***** Study material *****
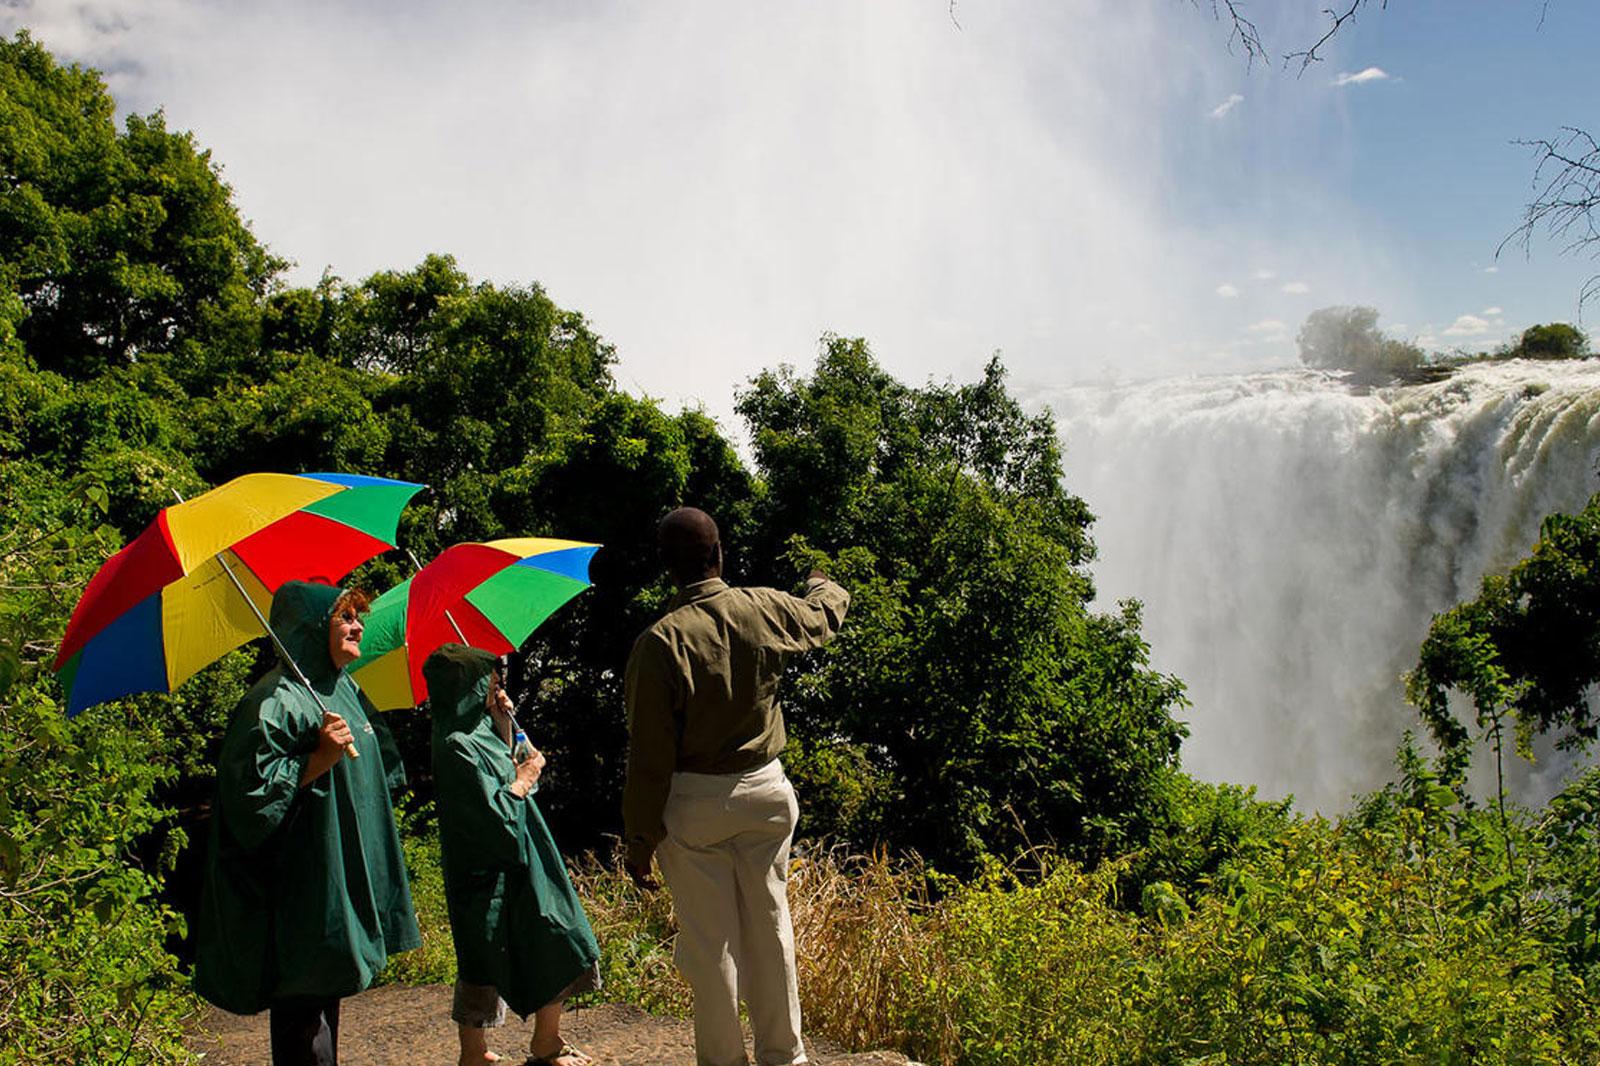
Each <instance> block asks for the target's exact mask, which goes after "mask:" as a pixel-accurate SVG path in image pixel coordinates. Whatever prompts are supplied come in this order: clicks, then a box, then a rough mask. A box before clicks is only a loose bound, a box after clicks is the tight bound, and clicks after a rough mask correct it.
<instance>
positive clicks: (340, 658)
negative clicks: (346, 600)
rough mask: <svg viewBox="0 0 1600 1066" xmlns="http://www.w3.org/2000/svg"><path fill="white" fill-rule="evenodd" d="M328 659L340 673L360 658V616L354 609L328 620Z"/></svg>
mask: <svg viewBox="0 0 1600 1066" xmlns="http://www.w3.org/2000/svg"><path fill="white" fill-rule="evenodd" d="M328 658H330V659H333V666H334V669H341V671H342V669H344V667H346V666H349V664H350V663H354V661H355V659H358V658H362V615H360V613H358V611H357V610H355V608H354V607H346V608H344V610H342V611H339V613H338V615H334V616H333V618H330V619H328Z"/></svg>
*****
***** Study material *****
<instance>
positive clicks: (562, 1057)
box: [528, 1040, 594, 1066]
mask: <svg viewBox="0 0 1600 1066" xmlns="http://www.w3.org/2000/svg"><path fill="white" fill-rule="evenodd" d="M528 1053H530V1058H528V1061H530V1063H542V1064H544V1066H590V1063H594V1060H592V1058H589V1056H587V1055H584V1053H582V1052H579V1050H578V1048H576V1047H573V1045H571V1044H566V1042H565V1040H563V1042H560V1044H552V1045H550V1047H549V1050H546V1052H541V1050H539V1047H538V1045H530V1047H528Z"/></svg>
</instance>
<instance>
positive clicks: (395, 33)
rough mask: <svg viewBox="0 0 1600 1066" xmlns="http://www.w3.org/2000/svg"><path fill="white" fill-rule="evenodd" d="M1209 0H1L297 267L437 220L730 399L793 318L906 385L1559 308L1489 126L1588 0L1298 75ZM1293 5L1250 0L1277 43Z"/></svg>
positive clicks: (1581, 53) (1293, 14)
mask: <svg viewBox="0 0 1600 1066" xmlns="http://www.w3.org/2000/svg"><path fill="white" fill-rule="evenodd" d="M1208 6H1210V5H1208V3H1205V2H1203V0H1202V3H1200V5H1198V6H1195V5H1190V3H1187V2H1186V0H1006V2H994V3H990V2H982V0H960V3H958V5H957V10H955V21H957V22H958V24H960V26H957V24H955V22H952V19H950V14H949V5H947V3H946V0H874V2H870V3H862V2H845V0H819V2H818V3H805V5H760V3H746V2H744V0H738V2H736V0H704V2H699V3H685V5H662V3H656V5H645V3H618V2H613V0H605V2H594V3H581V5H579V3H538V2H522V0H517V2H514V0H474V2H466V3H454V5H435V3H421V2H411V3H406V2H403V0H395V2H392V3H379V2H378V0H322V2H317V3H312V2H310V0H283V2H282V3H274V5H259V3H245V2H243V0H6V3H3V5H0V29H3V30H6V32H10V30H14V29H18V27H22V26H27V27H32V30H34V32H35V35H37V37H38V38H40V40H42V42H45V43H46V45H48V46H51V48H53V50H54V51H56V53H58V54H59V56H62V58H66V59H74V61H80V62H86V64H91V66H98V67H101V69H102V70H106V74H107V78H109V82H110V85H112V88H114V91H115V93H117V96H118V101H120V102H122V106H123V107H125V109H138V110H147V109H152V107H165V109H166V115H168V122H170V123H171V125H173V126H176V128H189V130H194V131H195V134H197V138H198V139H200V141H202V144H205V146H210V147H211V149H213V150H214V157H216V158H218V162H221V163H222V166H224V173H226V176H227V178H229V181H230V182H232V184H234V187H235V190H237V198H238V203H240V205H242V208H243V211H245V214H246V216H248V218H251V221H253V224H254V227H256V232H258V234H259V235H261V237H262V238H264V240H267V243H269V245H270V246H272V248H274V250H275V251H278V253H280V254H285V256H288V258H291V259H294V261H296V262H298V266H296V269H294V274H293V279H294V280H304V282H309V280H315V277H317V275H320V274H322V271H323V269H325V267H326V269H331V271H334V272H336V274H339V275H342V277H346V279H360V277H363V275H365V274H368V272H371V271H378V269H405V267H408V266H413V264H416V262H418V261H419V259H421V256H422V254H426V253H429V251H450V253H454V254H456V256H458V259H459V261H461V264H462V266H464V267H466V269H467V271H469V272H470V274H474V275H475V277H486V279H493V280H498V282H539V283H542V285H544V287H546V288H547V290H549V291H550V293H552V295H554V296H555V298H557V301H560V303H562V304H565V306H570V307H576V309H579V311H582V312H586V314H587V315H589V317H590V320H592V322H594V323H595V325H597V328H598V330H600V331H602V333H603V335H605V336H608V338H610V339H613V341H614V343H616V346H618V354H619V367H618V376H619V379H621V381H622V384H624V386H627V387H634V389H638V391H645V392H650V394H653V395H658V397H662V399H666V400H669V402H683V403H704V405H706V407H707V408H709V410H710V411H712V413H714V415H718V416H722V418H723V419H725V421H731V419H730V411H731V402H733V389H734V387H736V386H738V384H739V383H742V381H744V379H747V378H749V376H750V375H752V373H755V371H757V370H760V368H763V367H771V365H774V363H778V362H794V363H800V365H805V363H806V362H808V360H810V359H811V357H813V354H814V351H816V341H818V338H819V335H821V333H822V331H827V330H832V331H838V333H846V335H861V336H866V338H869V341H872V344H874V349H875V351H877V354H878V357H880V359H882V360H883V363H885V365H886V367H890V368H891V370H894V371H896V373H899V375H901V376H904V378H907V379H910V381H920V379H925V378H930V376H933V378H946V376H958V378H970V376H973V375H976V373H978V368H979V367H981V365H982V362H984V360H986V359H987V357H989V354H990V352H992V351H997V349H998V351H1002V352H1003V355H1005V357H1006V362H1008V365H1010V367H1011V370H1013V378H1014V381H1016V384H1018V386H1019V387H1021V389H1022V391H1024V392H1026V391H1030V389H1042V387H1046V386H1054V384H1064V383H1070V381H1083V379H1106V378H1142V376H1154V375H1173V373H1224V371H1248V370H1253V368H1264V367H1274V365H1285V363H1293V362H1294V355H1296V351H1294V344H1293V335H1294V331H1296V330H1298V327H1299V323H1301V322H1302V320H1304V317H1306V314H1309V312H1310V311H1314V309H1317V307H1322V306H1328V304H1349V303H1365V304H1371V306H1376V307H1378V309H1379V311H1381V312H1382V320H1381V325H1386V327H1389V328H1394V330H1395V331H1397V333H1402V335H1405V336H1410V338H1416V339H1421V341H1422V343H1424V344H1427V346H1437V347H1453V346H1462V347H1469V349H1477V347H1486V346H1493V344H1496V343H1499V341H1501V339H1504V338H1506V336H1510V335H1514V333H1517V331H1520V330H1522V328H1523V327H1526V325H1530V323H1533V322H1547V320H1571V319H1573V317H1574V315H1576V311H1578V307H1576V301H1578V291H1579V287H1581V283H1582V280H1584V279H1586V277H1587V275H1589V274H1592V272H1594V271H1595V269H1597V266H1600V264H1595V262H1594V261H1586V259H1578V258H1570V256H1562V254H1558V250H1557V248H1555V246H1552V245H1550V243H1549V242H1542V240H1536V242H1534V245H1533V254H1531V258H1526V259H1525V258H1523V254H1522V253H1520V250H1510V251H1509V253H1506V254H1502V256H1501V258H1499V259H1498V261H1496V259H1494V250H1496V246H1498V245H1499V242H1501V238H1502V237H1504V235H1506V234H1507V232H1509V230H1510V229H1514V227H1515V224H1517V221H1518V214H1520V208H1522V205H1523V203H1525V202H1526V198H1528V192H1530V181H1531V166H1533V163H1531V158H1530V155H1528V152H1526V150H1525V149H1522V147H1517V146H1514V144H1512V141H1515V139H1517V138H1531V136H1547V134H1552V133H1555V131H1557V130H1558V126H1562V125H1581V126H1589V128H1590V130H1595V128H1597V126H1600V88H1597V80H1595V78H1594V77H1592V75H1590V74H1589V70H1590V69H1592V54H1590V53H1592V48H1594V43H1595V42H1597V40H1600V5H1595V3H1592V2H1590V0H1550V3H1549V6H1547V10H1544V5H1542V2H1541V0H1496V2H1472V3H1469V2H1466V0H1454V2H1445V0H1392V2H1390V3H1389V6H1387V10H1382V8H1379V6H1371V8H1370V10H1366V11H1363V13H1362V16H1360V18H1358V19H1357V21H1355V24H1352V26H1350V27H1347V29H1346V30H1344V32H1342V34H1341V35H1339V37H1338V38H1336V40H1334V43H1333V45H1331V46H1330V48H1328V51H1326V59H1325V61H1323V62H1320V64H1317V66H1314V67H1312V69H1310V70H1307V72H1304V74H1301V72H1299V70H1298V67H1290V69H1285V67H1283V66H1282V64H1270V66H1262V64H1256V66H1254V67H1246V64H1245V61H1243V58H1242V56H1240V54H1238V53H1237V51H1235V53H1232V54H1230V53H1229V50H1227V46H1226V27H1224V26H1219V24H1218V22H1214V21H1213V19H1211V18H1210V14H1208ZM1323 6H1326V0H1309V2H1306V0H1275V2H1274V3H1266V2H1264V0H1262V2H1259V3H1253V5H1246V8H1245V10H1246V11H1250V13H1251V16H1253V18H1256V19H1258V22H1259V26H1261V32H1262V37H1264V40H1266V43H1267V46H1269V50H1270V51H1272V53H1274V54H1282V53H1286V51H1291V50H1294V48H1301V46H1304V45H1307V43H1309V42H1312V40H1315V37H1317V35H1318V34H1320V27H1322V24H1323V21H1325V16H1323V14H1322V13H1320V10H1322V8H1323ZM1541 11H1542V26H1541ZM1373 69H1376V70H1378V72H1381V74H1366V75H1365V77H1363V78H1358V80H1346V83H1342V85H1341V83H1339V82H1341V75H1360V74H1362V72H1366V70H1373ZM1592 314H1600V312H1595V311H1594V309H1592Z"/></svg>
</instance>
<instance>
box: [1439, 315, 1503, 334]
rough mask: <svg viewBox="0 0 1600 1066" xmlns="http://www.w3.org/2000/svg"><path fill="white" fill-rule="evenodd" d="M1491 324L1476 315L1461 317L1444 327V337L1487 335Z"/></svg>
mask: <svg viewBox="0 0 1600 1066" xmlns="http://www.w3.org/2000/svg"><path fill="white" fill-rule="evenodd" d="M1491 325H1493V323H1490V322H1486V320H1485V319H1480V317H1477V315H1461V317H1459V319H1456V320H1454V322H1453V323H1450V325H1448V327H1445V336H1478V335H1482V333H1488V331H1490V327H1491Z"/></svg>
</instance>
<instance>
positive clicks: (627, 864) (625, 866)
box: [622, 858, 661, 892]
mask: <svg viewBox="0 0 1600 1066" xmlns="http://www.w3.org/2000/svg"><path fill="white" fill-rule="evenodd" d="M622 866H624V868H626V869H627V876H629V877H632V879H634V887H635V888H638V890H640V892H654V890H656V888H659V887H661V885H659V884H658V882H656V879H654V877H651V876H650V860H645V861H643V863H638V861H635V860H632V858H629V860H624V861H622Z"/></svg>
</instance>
*****
▶ Your goal: Output the stretch of the listing from the line that contains "Each <instance> block" through the line that contains "659L340 673L360 658V616L354", reproducing each line exactly.

▶ Exercise output:
Each <instance> block asks for the target's exact mask, which goes after "mask:" as a pixel-accurate SVG path in image pixel coordinates. Whatever prompts are supplied come in this order: clicks, then a box, then a rough mask. A box before clicks is only a loose bound, a box after clicks is the tight bound, and clicks after a rough mask correct it.
<instance>
positive clicks: (340, 658)
negative clicks: (346, 600)
rough mask: <svg viewBox="0 0 1600 1066" xmlns="http://www.w3.org/2000/svg"><path fill="white" fill-rule="evenodd" d="M328 659L340 673L360 658V616L354 609L328 620Z"/></svg>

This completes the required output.